___ Input for this task ___
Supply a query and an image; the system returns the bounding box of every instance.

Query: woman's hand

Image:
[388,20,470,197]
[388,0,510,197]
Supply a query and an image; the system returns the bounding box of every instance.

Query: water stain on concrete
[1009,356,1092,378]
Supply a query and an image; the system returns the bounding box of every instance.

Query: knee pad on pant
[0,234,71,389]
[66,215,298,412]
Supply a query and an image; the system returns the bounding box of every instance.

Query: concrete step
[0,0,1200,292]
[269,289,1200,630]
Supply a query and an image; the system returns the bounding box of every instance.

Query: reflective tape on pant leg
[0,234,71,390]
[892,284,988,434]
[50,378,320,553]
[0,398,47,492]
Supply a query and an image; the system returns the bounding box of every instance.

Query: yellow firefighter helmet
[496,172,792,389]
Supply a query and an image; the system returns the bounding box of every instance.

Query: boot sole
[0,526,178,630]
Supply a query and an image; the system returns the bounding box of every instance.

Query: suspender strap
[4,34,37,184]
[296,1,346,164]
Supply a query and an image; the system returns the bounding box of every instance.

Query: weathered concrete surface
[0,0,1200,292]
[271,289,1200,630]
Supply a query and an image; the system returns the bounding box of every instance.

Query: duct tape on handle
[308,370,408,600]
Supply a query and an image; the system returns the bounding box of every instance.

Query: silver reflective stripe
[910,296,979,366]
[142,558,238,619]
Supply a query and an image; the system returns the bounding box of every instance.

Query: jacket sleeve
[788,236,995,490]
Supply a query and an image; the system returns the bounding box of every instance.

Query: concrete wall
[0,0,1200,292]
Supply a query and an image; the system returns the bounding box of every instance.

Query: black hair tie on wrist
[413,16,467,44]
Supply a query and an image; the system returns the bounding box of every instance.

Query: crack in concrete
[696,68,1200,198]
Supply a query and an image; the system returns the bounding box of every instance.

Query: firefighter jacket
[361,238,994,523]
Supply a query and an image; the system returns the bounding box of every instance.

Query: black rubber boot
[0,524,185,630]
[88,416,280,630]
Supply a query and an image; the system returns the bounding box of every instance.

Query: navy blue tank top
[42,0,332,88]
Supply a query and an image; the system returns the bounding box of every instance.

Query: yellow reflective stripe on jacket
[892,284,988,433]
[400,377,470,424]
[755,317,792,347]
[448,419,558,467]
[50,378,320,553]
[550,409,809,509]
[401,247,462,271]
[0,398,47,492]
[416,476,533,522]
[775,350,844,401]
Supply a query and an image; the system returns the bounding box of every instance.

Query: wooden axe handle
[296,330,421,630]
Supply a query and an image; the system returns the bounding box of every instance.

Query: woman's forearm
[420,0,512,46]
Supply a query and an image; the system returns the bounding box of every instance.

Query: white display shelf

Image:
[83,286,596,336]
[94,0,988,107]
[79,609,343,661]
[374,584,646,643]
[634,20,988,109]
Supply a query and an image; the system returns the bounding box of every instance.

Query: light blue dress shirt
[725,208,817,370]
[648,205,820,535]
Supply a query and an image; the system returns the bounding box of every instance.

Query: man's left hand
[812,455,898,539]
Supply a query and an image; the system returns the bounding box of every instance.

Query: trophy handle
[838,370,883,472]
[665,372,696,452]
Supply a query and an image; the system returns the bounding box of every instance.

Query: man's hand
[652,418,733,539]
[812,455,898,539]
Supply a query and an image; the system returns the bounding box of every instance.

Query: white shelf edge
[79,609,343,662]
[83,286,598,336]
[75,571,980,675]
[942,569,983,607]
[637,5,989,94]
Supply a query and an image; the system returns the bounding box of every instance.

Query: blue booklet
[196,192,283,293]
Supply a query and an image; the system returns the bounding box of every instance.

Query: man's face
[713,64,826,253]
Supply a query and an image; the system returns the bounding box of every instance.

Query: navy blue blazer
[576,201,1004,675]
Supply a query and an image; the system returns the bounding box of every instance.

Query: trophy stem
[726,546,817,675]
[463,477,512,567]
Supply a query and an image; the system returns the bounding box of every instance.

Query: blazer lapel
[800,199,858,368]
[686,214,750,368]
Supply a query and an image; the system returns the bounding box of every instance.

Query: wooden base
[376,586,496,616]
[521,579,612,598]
___
* **Task goal**: Lay out the data above as a numbered list, one line per item, leaving out the blank lines.

* **Problem solution**:
1. Supply a query and an image; the system returns the bounding box of every instance.
2. Query: woman's hand
3. Image:
4. [388,20,470,197]
5. [388,0,510,197]
6. Supply a query and an image; the system returns the bounding box of every instance.
7. Query: water stain on concrete
8. [1009,356,1092,378]
9. Supply a query and an image; the system returns the bounding box of every instance.
10. Query: knee pad on pant
11. [0,234,71,389]
12. [66,215,298,412]
13. Supply a query and an image; the system returns the bounding box of every instance.
14. Query: concrete step
15. [0,0,1200,292]
16. [269,289,1200,630]
17. Supply a query and an image; the system returns the bounding box of every instance.
18. Query: reflective tape on pant leg
19. [0,234,71,390]
20. [892,284,988,434]
21. [50,378,320,553]
22. [0,398,47,492]
23. Supply a query and an image; the system returns the bounding box of every instance.
24. Query: yellow firefighter helmet
25. [496,172,792,389]
26. Supply a query and an image; the system returns the bounding box of every instance.
27. Query: boot sole
28. [0,526,178,630]
29. Supply a query and an image; the system returns the bounding box of every instance.
30. Query: suspender strap
31. [4,34,37,184]
32. [296,1,346,164]
33. Supply a query and an image; the system returns the bounding box of every instance.
34. Query: weathered concrete surface
35. [0,0,1200,292]
36. [271,289,1200,630]
37. Supply a query and an image; the system returns the bounding box of every instance.
38. Query: duct tape on handle
39. [308,370,408,600]
40. Supply a query and an image; the system returns the bounding box of every instance.
41. Query: silver reflective stripe
42. [910,296,979,366]
43. [142,558,238,619]
44. Supply a query and an image; the system returns the bounding box of every instance.
45. Query: jacket sleeve
46. [788,236,995,490]
47. Supply a query and an image; the system returns the bounding box of every instance.
48. Query: concrete wall
49. [0,0,1200,292]
50. Supply a query and an image; the system returns the bounding box of every instance.
51. Query: black hair tie on wrist
52. [413,16,467,44]
53. Supply a query and an image; the system returns the bounding box of every instance.
54. Query: crack in concrete
55. [696,68,1200,198]
56. Supply a query and an image; the system returns the bounding box of every instance.
57. Query: firefighter jacket
58. [361,238,994,523]
59. Supply a query and an image; the system returns the bounding box of every instance.
60. Query: black rubber boot
61. [0,524,185,630]
62. [88,416,280,630]
63. Supply a query and an image; the system returns the bounding box of every instance.
64. Query: navy blue tank top
65. [42,0,332,88]
66. Supply a query and an image; the system returns the bounding box of every instance.
67. Query: yellow reflective stripe on jacket
68. [892,284,988,433]
69. [400,377,470,424]
70. [755,317,792,347]
71. [448,419,558,467]
72. [50,378,320,553]
73. [550,409,809,509]
74. [401,247,462,271]
75. [0,398,47,492]
76. [416,476,533,522]
77. [775,350,844,401]
78. Supply a query and an image; the system returns the bounding box of every instance.
79. Query: wooden axe handle
80. [296,330,421,630]
81. Supply a query and an image; the system returns the bounding box of every instance.
82. Query: woman's forearm
83. [420,0,512,46]
84. Supply a query and an image; the system returns the bounding box of every instance.
85. Query: white display shelf
86. Image:
87. [83,286,596,336]
88. [94,0,988,107]
89. [79,609,343,661]
90. [374,584,646,643]
91. [634,20,988,109]
92. Supply a query and an image; the system returns the bounding box of every instance.
93. Query: light blue dress shirt
94. [725,208,817,370]
95. [648,205,820,535]
96. Supply a query and an image; the system returns the bounding box of every instance.
97. Query: man's left hand
98. [812,455,898,539]
99. Supply a query and an image; the system returns the bounding box of every instance.
100. Query: trophy handle
101. [838,370,883,472]
102. [665,372,696,452]
103. Supply a query and an image; the system returns the bounding box of every instance.
104. Query: man's hand
105. [652,418,733,539]
106. [812,455,898,539]
107. Supply a query and an image; the system returns the bounding box of every instance.
108. Query: white shelf edge
109. [79,609,343,662]
110. [83,286,598,336]
111. [75,571,980,675]
112. [942,569,983,607]
113. [637,5,989,94]
114. Supply a query and an image; the system returns the bounding box of every instance.
115. Query: blue booklet
116. [196,192,283,293]
117. Supply a query and an image; the system returns the bounding box of every instance.
118. Query: man's face
119. [713,64,826,253]
120. Supply a query and an image; the system returns the bounding box of every instance.
121. Query: navy blue blazer
122. [576,201,1004,675]
123. Supply a query and an image; the system returns the bounding box of every instance.
124. Query: trophy stem
125. [726,546,817,675]
126. [463,477,512,567]
127. Supply a query and an image; the system returns the bounding box of every instance.
128. Query: blazer lapel
129. [800,199,858,368]
130. [686,214,750,368]
131. Supply a query and an image; the system returns the bounding box of every instance.
132. Query: wooden base
133. [376,586,496,616]
134. [521,579,612,598]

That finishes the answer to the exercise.